=== GIVEN ENTRIES ===
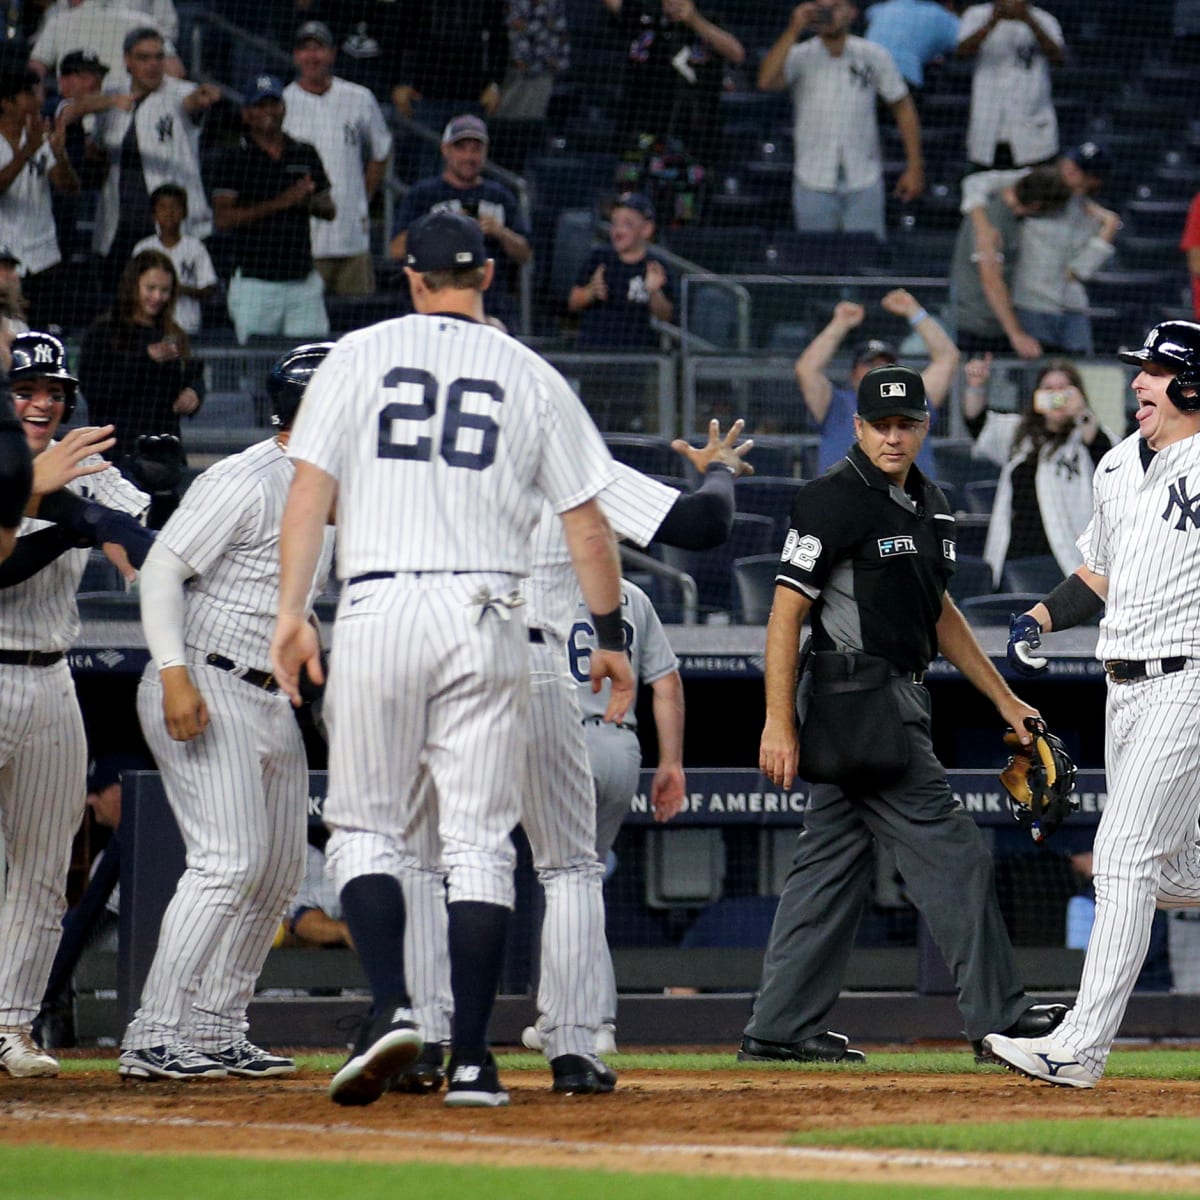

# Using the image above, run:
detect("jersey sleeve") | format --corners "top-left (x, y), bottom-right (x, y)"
top-left (75, 460), bottom-right (151, 518)
top-left (155, 467), bottom-right (261, 576)
top-left (597, 461), bottom-right (679, 547)
top-left (626, 581), bottom-right (678, 683)
top-left (872, 44), bottom-right (909, 104)
top-left (956, 4), bottom-right (989, 45)
top-left (1182, 193), bottom-right (1200, 251)
top-left (533, 361), bottom-right (618, 512)
top-left (365, 94), bottom-right (392, 161)
top-left (191, 239), bottom-right (219, 288)
top-left (303, 142), bottom-right (332, 194)
top-left (777, 478), bottom-right (857, 598)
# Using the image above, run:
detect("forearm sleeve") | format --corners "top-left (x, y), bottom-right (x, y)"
top-left (1043, 572), bottom-right (1104, 631)
top-left (651, 465), bottom-right (735, 551)
top-left (138, 542), bottom-right (193, 670)
top-left (0, 525), bottom-right (78, 588)
top-left (0, 420), bottom-right (33, 528)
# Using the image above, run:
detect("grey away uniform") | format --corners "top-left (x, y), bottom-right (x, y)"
top-left (572, 577), bottom-right (679, 1032)
top-left (744, 444), bottom-right (1042, 1050)
top-left (121, 436), bottom-right (333, 1075)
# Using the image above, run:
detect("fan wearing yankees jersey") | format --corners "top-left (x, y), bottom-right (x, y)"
top-left (119, 343), bottom-right (335, 1082)
top-left (0, 332), bottom-right (150, 1080)
top-left (271, 210), bottom-right (633, 1110)
top-left (986, 320), bottom-right (1200, 1089)
top-left (396, 422), bottom-right (751, 1095)
top-left (570, 578), bottom-right (685, 1047)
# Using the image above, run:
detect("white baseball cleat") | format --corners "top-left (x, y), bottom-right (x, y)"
top-left (982, 1033), bottom-right (1099, 1088)
top-left (0, 1027), bottom-right (59, 1077)
top-left (520, 1024), bottom-right (545, 1052)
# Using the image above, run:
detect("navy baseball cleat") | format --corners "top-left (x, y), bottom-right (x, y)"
top-left (118, 1043), bottom-right (228, 1080)
top-left (444, 1051), bottom-right (509, 1107)
top-left (329, 1005), bottom-right (422, 1106)
top-left (550, 1052), bottom-right (617, 1095)
top-left (209, 1039), bottom-right (297, 1078)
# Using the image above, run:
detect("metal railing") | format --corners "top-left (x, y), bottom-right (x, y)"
top-left (619, 545), bottom-right (698, 626)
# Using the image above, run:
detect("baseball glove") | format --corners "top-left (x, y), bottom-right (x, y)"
top-left (999, 717), bottom-right (1079, 843)
top-left (129, 434), bottom-right (186, 494)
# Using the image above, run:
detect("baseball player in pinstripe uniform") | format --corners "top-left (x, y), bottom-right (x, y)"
top-left (271, 210), bottom-right (634, 1109)
top-left (987, 321), bottom-right (1200, 1087)
top-left (0, 332), bottom-right (151, 1079)
top-left (522, 577), bottom-right (685, 1057)
top-left (397, 426), bottom-right (751, 1093)
top-left (118, 343), bottom-right (335, 1081)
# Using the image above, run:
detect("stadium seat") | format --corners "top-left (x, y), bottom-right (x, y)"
top-left (75, 591), bottom-right (141, 621)
top-left (1001, 555), bottom-right (1067, 596)
top-left (1122, 198), bottom-right (1193, 240)
top-left (549, 208), bottom-right (600, 302)
top-left (957, 593), bottom-right (1045, 625)
top-left (603, 433), bottom-right (681, 477)
top-left (685, 282), bottom-right (742, 349)
top-left (732, 554), bottom-right (781, 625)
top-left (80, 548), bottom-right (126, 593)
top-left (946, 554), bottom-right (994, 604)
top-left (191, 390), bottom-right (257, 427)
top-left (664, 225), bottom-right (766, 274)
top-left (742, 435), bottom-right (799, 478)
top-left (732, 476), bottom-right (805, 545)
top-left (963, 480), bottom-right (998, 514)
top-left (953, 512), bottom-right (991, 558)
top-left (661, 511), bottom-right (775, 617)
top-left (931, 438), bottom-right (1001, 501)
top-left (740, 230), bottom-right (889, 275)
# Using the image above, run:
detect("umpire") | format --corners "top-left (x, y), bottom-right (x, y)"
top-left (743, 365), bottom-right (1067, 1063)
===
▶ WHAT THE TASK REQUIRES: Return the complete data unchanged and include none of the pictures.

▶ SOLUTION TO THE PROBLEM:
# Using the image above, run:
detect("jersey sleeve") | format --corners "top-left (x, y), bottom-right (x, y)"
top-left (75, 460), bottom-right (151, 518)
top-left (155, 467), bottom-right (261, 576)
top-left (597, 461), bottom-right (679, 547)
top-left (626, 581), bottom-right (678, 683)
top-left (872, 44), bottom-right (909, 104)
top-left (956, 4), bottom-right (989, 45)
top-left (1182, 193), bottom-right (1200, 251)
top-left (533, 361), bottom-right (618, 512)
top-left (365, 94), bottom-right (392, 161)
top-left (191, 239), bottom-right (219, 288)
top-left (303, 142), bottom-right (332, 194)
top-left (777, 478), bottom-right (857, 598)
# Using the image above, run:
detect("forearm sleeve") | format --corners "top-left (x, y), bottom-right (x, y)"
top-left (1043, 572), bottom-right (1104, 631)
top-left (651, 465), bottom-right (735, 551)
top-left (138, 542), bottom-right (193, 670)
top-left (0, 525), bottom-right (78, 588)
top-left (0, 420), bottom-right (33, 528)
# Using the image above, run:
detect("grey away uniform") | format --corners "top-left (x, y), bottom-right (x, y)"
top-left (572, 577), bottom-right (679, 1032)
top-left (744, 444), bottom-right (1042, 1050)
top-left (121, 436), bottom-right (333, 1075)
# Using the image above, run:
detect("fan wearing yankees jersey") | format --corners "top-left (x, y), bottom-right (x, y)"
top-left (119, 343), bottom-right (335, 1082)
top-left (0, 332), bottom-right (150, 1080)
top-left (271, 210), bottom-right (633, 1110)
top-left (986, 320), bottom-right (1200, 1089)
top-left (396, 422), bottom-right (751, 1095)
top-left (570, 578), bottom-right (685, 1047)
# Using the image above, run:
detect("white baseball cleat") | format --corners "top-left (x, y), bottom-right (x, y)"
top-left (982, 1033), bottom-right (1099, 1088)
top-left (0, 1027), bottom-right (59, 1077)
top-left (520, 1024), bottom-right (545, 1052)
# Using the image above, run:
detect("navy baseball cleat") | format --corners "top-left (x, y), bottom-right (x, y)"
top-left (118, 1043), bottom-right (228, 1080)
top-left (444, 1051), bottom-right (509, 1107)
top-left (329, 1005), bottom-right (422, 1106)
top-left (550, 1052), bottom-right (617, 1095)
top-left (209, 1039), bottom-right (297, 1078)
# Using the image above, run:
detect("metal railing") | format --corners "top-left (x, y), bottom-right (x, y)"
top-left (619, 545), bottom-right (698, 626)
# Using the image above, run:
detect("baseball glove") | format --corners "top-left (x, y), bottom-right (x, y)"
top-left (999, 717), bottom-right (1079, 843)
top-left (129, 434), bottom-right (186, 494)
# Using the image above, run:
detect("baseball player in pinstripe uniform") | format --corners "top-left (x, y), bottom-right (x, y)"
top-left (271, 210), bottom-right (634, 1109)
top-left (987, 321), bottom-right (1200, 1087)
top-left (0, 332), bottom-right (151, 1079)
top-left (522, 577), bottom-right (685, 1057)
top-left (397, 426), bottom-right (751, 1093)
top-left (118, 343), bottom-right (335, 1081)
# Using the image above, run:
detect("stadium seat") | format --corners "top-left (x, y), bottom-right (x, y)"
top-left (75, 591), bottom-right (141, 621)
top-left (1001, 555), bottom-right (1067, 596)
top-left (1122, 198), bottom-right (1193, 240)
top-left (549, 208), bottom-right (600, 302)
top-left (957, 593), bottom-right (1045, 625)
top-left (603, 433), bottom-right (681, 477)
top-left (685, 282), bottom-right (742, 349)
top-left (732, 554), bottom-right (781, 625)
top-left (80, 548), bottom-right (126, 593)
top-left (946, 554), bottom-right (994, 604)
top-left (191, 390), bottom-right (257, 427)
top-left (664, 225), bottom-right (766, 274)
top-left (742, 435), bottom-right (799, 478)
top-left (732, 476), bottom-right (805, 545)
top-left (963, 480), bottom-right (998, 514)
top-left (953, 512), bottom-right (991, 558)
top-left (661, 511), bottom-right (775, 617)
top-left (931, 438), bottom-right (1001, 501)
top-left (740, 230), bottom-right (889, 275)
# Using the image above, run:
detect("umpire") | format --corners "top-left (x, y), bottom-right (x, y)"
top-left (743, 365), bottom-right (1067, 1063)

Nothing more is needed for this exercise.